Gestellte Aufgabe A:
Fasse den Absatz des Textauszugs, der mit „Gemeint ist das Menuett“ beginnt, als knappe Liste zusammen, ohne die wichtigsten Angaben wegzulassen.
Gestellte Aufgabe B:
Gib einen Teil des Textauszugs wortgetreu wieder. Setze bei den Worten mit „Gemeint ist das“ ein und höre nach „bei Storm lautete.“ auf.

Textauszug:
::::

Gemeint ist das Menuett aus der letzten Szene des ersten Aktes von Mozarts Oper "Don Giovanni " (1787): Da bravi, via, ballate. Im italienischen Original fordert Don Giovanni die von ihm begehrte Zerlina allerdings nur mit den Worten auf: 'Dein Tänzer bin ich, Zerlina, komm her.' ('Il tuo compagno io sono, Zerlina , vien pur qua ...'), und beginnt einen Contretanz mit ihr zu tanzen. Im 19. Jahrhundert wurde die Oper in Deutschland aber zumeist in Übersetzungen aufgeführt, in denen der Text so wie bei Storm lautete.

Eine Aufnahme mit dem Orchester der Academy of St. Martin in the Fields (Philips, 1991).

::::

Quelldaten:

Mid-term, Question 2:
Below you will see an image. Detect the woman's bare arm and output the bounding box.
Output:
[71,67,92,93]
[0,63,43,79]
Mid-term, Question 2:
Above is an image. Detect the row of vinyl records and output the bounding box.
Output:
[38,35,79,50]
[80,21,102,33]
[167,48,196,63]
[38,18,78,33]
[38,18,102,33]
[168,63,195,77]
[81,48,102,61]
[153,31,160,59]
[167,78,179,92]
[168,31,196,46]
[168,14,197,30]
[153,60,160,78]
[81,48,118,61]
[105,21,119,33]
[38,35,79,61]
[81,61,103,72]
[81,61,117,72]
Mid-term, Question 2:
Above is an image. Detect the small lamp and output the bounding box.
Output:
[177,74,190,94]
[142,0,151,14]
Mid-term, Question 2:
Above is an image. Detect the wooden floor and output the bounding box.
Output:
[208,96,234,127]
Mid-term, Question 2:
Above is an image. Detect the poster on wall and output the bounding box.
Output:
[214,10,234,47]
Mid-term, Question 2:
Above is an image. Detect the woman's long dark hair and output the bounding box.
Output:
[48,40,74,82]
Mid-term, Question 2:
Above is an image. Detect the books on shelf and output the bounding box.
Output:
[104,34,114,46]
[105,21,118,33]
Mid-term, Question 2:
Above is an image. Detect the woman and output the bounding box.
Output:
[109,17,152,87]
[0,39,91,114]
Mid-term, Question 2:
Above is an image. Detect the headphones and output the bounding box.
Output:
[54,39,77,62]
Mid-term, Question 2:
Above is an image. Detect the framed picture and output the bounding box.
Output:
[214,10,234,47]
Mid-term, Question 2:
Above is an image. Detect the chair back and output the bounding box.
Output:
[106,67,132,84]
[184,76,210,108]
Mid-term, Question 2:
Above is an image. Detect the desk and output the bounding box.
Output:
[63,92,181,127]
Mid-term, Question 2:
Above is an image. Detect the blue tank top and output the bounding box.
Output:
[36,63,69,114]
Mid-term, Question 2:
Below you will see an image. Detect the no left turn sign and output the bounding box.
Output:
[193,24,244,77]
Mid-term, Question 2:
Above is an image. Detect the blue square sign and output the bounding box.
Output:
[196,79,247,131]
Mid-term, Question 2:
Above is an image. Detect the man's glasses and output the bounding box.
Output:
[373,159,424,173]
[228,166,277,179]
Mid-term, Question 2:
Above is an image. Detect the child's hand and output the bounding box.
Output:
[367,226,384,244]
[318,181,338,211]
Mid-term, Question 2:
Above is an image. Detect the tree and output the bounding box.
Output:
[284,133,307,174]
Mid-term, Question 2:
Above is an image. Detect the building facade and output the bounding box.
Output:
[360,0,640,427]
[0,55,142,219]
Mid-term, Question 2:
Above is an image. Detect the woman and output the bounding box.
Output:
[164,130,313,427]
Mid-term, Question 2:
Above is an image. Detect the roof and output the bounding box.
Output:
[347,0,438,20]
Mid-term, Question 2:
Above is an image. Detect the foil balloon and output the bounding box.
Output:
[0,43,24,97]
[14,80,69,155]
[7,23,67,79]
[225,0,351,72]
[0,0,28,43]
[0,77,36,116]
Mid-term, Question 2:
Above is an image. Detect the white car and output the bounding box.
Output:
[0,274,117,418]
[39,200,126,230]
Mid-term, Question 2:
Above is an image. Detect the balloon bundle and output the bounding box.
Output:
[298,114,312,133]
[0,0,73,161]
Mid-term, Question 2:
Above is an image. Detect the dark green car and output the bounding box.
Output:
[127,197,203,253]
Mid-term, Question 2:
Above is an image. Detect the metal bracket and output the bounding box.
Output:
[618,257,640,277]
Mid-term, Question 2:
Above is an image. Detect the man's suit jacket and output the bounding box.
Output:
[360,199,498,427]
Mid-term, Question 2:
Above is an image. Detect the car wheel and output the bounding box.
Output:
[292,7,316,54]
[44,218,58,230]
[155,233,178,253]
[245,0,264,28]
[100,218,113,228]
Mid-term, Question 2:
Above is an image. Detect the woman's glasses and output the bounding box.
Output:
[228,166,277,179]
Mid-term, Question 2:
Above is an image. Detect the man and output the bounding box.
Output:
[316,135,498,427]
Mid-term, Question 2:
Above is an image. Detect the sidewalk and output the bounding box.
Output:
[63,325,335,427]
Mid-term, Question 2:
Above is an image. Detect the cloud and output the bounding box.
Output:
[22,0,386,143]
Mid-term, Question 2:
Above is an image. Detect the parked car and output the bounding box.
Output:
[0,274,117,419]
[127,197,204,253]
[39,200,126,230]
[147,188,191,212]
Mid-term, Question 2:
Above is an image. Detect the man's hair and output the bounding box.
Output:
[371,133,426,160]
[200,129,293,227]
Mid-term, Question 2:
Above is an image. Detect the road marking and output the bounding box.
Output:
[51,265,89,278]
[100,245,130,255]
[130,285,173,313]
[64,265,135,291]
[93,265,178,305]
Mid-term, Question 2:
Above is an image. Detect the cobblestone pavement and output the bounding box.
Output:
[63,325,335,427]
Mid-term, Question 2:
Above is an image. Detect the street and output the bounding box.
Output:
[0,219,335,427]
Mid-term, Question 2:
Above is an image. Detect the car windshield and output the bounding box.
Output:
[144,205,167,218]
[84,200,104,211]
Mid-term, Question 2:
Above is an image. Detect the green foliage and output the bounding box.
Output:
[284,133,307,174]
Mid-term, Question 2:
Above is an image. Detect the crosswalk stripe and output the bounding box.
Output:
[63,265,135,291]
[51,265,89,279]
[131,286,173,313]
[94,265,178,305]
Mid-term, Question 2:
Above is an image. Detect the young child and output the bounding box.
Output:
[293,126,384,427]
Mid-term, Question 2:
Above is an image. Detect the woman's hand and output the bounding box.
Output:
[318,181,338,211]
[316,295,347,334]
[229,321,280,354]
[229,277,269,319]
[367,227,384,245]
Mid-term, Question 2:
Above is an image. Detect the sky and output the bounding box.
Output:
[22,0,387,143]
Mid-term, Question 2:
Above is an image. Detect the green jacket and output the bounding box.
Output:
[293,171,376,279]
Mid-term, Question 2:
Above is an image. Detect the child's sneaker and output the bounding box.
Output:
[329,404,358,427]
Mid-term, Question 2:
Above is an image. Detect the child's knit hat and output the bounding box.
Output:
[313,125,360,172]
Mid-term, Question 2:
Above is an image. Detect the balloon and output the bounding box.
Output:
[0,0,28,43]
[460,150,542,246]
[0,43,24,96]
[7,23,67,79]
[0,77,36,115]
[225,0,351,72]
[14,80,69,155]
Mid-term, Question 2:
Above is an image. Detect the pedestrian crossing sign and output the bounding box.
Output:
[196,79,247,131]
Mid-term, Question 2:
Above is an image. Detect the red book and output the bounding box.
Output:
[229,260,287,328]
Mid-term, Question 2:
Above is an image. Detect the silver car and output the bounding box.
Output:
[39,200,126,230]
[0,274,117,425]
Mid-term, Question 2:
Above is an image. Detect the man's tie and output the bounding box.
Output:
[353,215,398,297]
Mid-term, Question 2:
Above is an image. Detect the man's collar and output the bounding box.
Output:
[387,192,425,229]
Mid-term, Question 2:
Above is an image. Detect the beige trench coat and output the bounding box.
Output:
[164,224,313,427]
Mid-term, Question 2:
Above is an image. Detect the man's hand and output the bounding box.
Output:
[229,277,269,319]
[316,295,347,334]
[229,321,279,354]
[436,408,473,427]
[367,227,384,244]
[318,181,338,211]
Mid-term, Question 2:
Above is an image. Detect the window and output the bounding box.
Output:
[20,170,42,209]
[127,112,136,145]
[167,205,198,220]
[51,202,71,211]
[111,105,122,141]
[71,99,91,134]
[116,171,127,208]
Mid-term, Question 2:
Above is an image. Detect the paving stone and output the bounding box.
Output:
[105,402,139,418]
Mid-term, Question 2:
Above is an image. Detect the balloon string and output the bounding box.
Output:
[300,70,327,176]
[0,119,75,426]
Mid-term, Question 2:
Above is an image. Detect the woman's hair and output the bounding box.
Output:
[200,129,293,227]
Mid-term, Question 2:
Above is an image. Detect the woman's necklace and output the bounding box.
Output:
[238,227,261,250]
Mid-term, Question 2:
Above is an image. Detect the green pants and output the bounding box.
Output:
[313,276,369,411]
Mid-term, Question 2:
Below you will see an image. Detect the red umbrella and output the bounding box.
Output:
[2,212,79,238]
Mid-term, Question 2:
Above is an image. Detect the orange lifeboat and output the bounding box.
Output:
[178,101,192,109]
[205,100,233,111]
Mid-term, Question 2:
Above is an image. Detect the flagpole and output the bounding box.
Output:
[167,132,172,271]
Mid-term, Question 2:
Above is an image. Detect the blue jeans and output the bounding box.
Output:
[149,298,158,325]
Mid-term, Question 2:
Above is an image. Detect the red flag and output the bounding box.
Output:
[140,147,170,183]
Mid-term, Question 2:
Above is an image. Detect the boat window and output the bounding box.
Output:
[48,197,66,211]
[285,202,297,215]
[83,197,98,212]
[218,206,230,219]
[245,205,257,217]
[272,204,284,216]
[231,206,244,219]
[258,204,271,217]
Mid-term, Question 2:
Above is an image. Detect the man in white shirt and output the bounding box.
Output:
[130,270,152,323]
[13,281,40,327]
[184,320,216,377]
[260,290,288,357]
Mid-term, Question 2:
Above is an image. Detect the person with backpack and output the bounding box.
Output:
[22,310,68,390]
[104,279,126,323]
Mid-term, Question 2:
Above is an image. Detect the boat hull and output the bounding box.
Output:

::::

Ergebnis A:
- Gemeint ist das Menuett aus der letzten Szene des ersten Aktes von Mozarts Oper „Don Giovanni“ (1787): „Da bravi, via, ballate“.
- Im italienischen Original fordert Don Giovanni Zerlina nur mit den Worten „Dein Tänzer bin ich, Zerlina, komm her.“ („Il tuo compagno io sono, Zerlina, vien pur qua ...“) auf.
- Danach beginnt er mit ihr einen Contretanz.
- Im 19. Jahrhundert wurde die Oper in Deutschland meist in Übersetzungen aufgeführt, deren Text wie bei Storm lautete.

Ergebnis B:
Gemeint ist das Menuett aus der letzten Szene des ersten Aktes von Mozarts Oper "Don Giovanni " (1787): Da bravi, via, ballate. Im italienischen Original fordert Don Giovanni die von ihm begehrte Zerlina allerdings nur mit den Worten auf: 'Dein Tänzer bin ich, Zerlina, komm her.' ('Il tuo compagno io sono, Zerlina , vien pur qua ...'), und beginnt einen Contretanz mit ihr zu tanzen. Im 19. Jahrhundert wurde die Oper in Deutschland aber zumeist in Übersetzungen aufgeführt, in denen der Text so wie bei Storm lautete.